> Stated problem:
Retype the material below. Keep every word exactly as it is.
BEGIN Data provided
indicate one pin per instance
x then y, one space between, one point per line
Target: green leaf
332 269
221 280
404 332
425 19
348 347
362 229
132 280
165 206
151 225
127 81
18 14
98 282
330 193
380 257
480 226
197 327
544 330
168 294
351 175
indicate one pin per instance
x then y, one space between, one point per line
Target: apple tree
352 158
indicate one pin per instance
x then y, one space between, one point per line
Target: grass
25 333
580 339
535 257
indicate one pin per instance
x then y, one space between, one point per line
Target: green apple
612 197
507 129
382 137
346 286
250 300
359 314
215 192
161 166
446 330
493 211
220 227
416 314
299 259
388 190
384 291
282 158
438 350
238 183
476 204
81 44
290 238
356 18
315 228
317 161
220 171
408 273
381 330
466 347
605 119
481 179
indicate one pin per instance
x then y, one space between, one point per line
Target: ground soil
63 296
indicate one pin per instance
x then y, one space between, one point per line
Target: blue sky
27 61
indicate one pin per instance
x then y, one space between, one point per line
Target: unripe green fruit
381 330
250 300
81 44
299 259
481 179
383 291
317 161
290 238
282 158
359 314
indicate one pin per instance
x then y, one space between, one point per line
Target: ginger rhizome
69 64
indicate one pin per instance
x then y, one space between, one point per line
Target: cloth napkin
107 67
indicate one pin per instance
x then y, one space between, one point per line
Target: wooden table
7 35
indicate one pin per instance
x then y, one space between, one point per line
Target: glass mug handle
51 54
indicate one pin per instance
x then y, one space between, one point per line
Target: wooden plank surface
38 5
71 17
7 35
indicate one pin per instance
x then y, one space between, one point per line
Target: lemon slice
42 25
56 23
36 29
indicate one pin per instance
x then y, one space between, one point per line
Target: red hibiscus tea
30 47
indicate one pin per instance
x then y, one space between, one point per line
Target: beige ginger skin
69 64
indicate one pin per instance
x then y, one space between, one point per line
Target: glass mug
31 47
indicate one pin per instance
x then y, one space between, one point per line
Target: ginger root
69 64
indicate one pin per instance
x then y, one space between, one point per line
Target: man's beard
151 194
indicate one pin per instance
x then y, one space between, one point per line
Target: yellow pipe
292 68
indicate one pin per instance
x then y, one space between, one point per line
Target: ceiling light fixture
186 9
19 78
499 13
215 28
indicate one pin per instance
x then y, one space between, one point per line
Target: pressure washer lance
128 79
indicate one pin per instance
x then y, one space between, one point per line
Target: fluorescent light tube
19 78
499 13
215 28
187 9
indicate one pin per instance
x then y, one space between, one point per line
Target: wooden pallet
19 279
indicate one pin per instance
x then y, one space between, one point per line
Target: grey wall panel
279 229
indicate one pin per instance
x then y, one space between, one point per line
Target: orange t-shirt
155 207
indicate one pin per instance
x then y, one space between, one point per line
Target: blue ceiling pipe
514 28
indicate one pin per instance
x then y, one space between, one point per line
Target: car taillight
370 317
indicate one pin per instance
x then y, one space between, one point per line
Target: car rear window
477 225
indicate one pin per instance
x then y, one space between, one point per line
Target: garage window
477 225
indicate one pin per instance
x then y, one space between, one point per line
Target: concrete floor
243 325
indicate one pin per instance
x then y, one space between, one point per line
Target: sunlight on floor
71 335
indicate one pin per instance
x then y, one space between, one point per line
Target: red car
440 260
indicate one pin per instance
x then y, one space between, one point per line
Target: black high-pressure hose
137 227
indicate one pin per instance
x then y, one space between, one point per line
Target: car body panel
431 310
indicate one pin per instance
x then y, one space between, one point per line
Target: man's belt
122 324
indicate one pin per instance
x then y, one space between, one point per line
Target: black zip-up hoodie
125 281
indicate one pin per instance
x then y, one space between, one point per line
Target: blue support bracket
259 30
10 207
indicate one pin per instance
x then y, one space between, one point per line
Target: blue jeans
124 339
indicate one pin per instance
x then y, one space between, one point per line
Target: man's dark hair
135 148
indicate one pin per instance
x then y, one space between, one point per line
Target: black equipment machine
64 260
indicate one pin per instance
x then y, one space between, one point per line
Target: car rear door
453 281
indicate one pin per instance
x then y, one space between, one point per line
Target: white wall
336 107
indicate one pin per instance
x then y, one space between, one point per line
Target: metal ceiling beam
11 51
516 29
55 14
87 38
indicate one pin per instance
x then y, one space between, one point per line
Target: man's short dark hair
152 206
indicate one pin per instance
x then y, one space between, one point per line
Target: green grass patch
END Data provided
> Solution below:
indicate one pin per instance
x then y, one space between, one point per line
Target: green leaf
332 269
221 280
404 332
425 19
348 347
362 229
132 280
165 206
151 225
127 81
18 14
98 282
330 193
380 257
480 226
197 327
544 330
168 294
351 175
indicate one pin per instance
x then y, one space between, one point per line
Target: apple tree
352 158
indicate one pin per instance
x then y, one space between, one point per line
Target: grass
25 333
580 339
535 257
indicate one pin per instance
x then y, one space between, one point per line
Target: green apple
612 197
507 129
382 137
346 286
250 300
359 314
215 192
161 166
446 330
493 211
220 227
416 314
299 259
388 190
384 291
282 158
438 350
238 183
476 204
81 44
290 238
356 18
315 228
317 161
220 171
408 273
381 330
466 347
605 119
481 179
indicate one pin per instance
x then y, one space between, one point per line
Target: ground soil
63 296
indicate one pin per instance
x then y, one space between, one point per line
Target: blue sky
27 61
indicate one pin per instance
x then y, one space between, one point per line
Target: unripe green fruit
381 330
250 300
81 44
299 259
481 179
383 291
317 161
290 238
282 158
359 314
indicate one pin per instance
x then y, one space between, one point per line
Target: ginger rhizome
69 64
indicate one pin per instance
x then y, one space between, one point per line
Target: cloth napkin
107 67
indicate one pin per instance
x then y, one space between, one point per line
Target: wooden table
7 35
indicate one pin per instance
x then y, one space between, one point per line
Target: glass mug handle
51 54
indicate one pin per instance
x then y, one space between, one point per line
Target: wooden plank surface
38 5
71 17
7 35
indicate one pin per instance
x then y, one space between, one point per line
Target: lemon slice
42 25
56 23
36 29
indicate one pin per instance
x then y, one space between, one point per line
Target: red hibiscus tea
30 47
indicate one pin per instance
x then y, one space between, one point per line
Target: beige ginger skin
69 64
indicate one pin per instance
x then y, one space between, one point per line
Target: glass mug
31 47
indicate one pin per instance
x then y, one space between, one point per line
Target: ginger root
69 64
indicate one pin per instance
x then y, one space between, one point per line
Target: man's beard
151 194
indicate one pin per instance
x then y, one space between, one point per line
Target: yellow pipe
292 68
indicate one pin per instance
x then y, one space between, one point per line
Target: ceiling light fixture
186 9
19 78
499 13
215 28
indicate one pin per instance
x then y, one space between, one point per line
Target: pressure washer lance
128 79
indicate one pin per instance
x then y, one space between, one point per line
Target: fluorescent light tube
19 78
499 13
215 28
187 9
indicate one pin per instance
x then y, one space between, one point per line
Target: wooden pallet
19 279
indicate one pin per instance
x then y, one space between, one point per line
Target: grey wall panel
279 229
indicate one pin per instance
x then y, one space between, one point per line
Target: orange t-shirt
155 207
indicate one pin per instance
x then y, one space between, one point per line
Target: blue ceiling pipe
514 28
indicate one pin per instance
x then y, one space between, one point per line
Target: car taillight
370 317
indicate one pin per instance
x then y, one space between, one point per line
Target: car rear window
477 225
indicate one pin per instance
x then y, one space between, one point per line
Target: garage window
477 225
indicate one pin per instance
x then y, one space between, one point per line
Target: concrete floor
243 325
indicate one pin per instance
x then y, one space between, one point per line
Target: sunlight on floor
71 335
indicate one pin per instance
x then y, one space between, one point per line
Target: red car
440 260
indicate one pin per instance
x then y, one space between, one point per line
Target: black high-pressure hose
137 227
indicate one pin per instance
x then y, one space between, one point per line
Target: car body panel
431 310
indicate one pin per instance
x then y, one space between, one point per line
Target: man's belt
122 324
indicate one pin per instance
x then y, one space between, one point per line
Target: black zip-up hoodie
125 281
indicate one pin per instance
x then y, one space between, one point per line
Target: blue support bracket
259 30
10 207
indicate one pin per instance
x then y, one space between, one point per line
Target: blue jeans
124 339
indicate one pin per instance
x then y, one space between, one point per line
Target: man's dark hair
135 148
indicate one pin per instance
x then y, one space between, one point per line
Target: black equipment machine
64 260
indicate one pin per instance
x then y, one space between, one point per line
Target: car rear door
453 281
indicate one pin per instance
x then y, one space between, one point per line
Target: white wall
336 107
indicate one pin per instance
x then y, one space between, one point per line
Target: metal ceiling beam
11 51
516 29
55 14
87 38
indicate one pin per instance
x then y, one space between, one point per line
Target: man's short dark hair
152 206
indicate one pin per instance
x then y, one space between, one point per line
Target: green grass patch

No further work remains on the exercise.